▶ **Requirement 1**
In the Kubernetes swap passage, do these statements agree with the text? (a) Guaranteed QoS Pods cannot use swap memory while LimitedSwap is in effect. (b) By default, the kubelet has Kubernetes workloads given a full share of swap memory. (c) The /stats/summary endpoint is used mainly by Prometheus. For each, answer yes or no and quote the words of the text that decide it.
▶ **Requirement 2**
Write out the Kubernetes swap passage word for word from "How does it" to "with swap on.".

Conversely, Guaranteed
QoS Pods are typically employed for applications that rely on the
precise allocation of resources specified by the workload, with memory being immediately available.
To maintain the aforementioned security and node health guarantees,
these Pods are not permitted to use swap memory when LimitedSwap
is in effect.
In addition, high-priority pods are not permitted to use swap in order to ensure the memory
they consume always residents on disk, hence ready to use.
Prior to detailing the calculation of the swap limit, it is necessary to define the following terms:
nodeTotalMemory
: The total amount of physical memory available on the node.totalPodsSwapAvailable
: The total amount of swap memory on the node that is available for use by Pods (some swap memory may be reserved for system use).containerMemoryRequest
: The container's memory request.
Swap limitation is configured as:
(containerMemoryRequest / nodeTotalMemory) × totalPodsSwapAvailable
In other words, the amount of swap that a container is able to use is proportionate to its memory request, the node's total physical memory and the total amount of swap memory on the node that is available for use by Pods.
It is important to note that, for containers within Burstable QoS Pods, it is possible to opt-out of swap usage by specifying memory requests that are equal to memory limits. Containers configured in this manner will not have access to swap memory.
How does it work?
There are a number of possible ways that one could envision swap use on a node. When swap is already provisioned and available on a node, the kubelet is able to be configured so that:
- It can start with swap on.
- It will direct the Container Runtime Interface to allocate zero swap memory to Kubernetes workloads by default.
Swap configuration on a node is exposed to a cluster admin via the
memorySwap
in the KubeletConfiguration.
As a cluster administrator, you can specify the node's behaviour in the
presence of swap memory by setting memorySwap.swapBehavior
.
The kubelet employs the CRI
(container runtime interface) API, and directs the container runtime to
configure specific cgroup v2 parameters (such as memory.swap.max
) in a manner that will
enable the desired swap configuration for a container. For runtimes that use control groups,
the container runtime is then responsible for writing these settings to the container-level cgroup.
How can I monitor swap?
Node and container level metric statistics
Kubelet now collects node and container level metric statistics,
which can be accessed at the /metrics/resource
(which is used mainly by monitoring
tools like Prometheus) and /stats/summary
(which is used mainly by Autoscalers) kubelet HTTP endpoints.

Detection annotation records
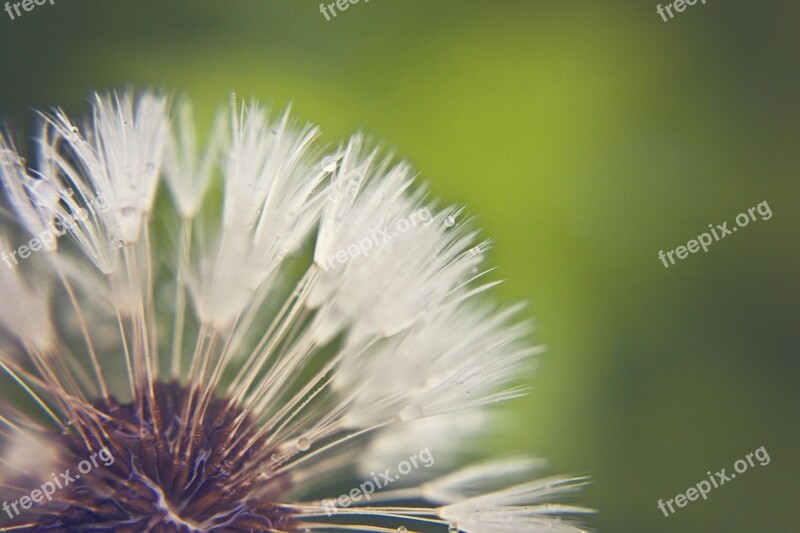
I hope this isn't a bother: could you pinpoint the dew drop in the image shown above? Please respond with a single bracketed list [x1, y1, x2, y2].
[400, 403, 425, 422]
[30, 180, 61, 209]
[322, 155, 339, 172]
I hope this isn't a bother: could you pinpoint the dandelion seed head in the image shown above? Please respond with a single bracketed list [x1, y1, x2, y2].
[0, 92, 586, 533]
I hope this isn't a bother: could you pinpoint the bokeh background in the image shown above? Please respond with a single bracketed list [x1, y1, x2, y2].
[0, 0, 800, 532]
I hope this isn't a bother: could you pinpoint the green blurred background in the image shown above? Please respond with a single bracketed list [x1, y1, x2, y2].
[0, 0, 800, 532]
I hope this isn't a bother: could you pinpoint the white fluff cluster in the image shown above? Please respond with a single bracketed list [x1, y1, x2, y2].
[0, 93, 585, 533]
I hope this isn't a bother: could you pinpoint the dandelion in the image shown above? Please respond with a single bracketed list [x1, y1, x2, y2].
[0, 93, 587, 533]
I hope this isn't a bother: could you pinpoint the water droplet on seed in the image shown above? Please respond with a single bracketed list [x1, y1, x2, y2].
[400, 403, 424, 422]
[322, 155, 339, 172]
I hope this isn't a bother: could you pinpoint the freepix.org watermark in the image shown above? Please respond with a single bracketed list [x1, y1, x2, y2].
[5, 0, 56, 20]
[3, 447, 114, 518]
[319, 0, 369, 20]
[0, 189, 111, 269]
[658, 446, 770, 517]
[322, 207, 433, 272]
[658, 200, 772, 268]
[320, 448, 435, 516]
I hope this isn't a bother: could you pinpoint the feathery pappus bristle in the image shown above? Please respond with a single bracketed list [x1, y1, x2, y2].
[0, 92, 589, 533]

* * *

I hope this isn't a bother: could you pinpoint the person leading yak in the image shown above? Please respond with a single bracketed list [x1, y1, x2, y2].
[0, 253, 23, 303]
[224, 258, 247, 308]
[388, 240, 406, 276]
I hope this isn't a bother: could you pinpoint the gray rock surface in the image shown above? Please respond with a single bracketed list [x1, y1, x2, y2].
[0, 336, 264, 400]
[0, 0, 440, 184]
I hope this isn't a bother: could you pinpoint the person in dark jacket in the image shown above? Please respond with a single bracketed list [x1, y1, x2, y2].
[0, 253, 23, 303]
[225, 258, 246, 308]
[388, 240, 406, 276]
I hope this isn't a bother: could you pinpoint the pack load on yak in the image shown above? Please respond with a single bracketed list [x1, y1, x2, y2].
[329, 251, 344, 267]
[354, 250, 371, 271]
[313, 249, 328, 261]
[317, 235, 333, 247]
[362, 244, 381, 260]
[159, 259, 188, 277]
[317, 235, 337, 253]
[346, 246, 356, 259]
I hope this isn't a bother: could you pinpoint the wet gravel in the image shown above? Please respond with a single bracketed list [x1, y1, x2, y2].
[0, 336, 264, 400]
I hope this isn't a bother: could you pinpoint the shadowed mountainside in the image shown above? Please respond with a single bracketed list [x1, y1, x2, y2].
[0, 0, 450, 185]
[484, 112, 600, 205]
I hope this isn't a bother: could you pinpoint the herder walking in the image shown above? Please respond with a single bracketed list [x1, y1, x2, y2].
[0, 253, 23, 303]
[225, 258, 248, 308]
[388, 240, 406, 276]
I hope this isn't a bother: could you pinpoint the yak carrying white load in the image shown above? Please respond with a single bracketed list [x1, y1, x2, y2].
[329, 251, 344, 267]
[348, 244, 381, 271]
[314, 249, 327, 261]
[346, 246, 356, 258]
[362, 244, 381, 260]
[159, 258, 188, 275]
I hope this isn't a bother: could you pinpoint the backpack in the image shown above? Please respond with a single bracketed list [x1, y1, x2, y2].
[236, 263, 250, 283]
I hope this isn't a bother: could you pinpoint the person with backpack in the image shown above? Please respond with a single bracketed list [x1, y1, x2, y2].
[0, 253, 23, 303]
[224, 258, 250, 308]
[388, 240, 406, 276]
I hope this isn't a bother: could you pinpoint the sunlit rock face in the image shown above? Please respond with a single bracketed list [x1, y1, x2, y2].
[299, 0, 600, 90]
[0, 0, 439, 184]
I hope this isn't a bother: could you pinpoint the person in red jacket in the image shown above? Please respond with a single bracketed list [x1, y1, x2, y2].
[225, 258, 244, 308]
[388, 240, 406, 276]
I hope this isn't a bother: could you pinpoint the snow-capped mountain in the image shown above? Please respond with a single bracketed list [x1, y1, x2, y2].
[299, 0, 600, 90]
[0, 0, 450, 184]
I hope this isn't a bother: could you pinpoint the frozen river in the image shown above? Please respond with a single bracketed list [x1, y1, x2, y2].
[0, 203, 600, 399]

▶ **Task result 1**
(a) Yes: "these Pods are not permitted to use swap memory when LimitedSwap is in effect."
(b) No: "It will direct the Container Runtime Interface to allocate zero swap memory to Kubernetes workloads by default."
(c) No: "/stats/summary (which is used mainly by Autoscalers)"

▶ **Task result 2**
How does it work?
There are a number of possible ways that one could envision swap use on a node. When swap is already provisioned and available on a node, the kubelet is able to be configured so that:
- It can start with swap on.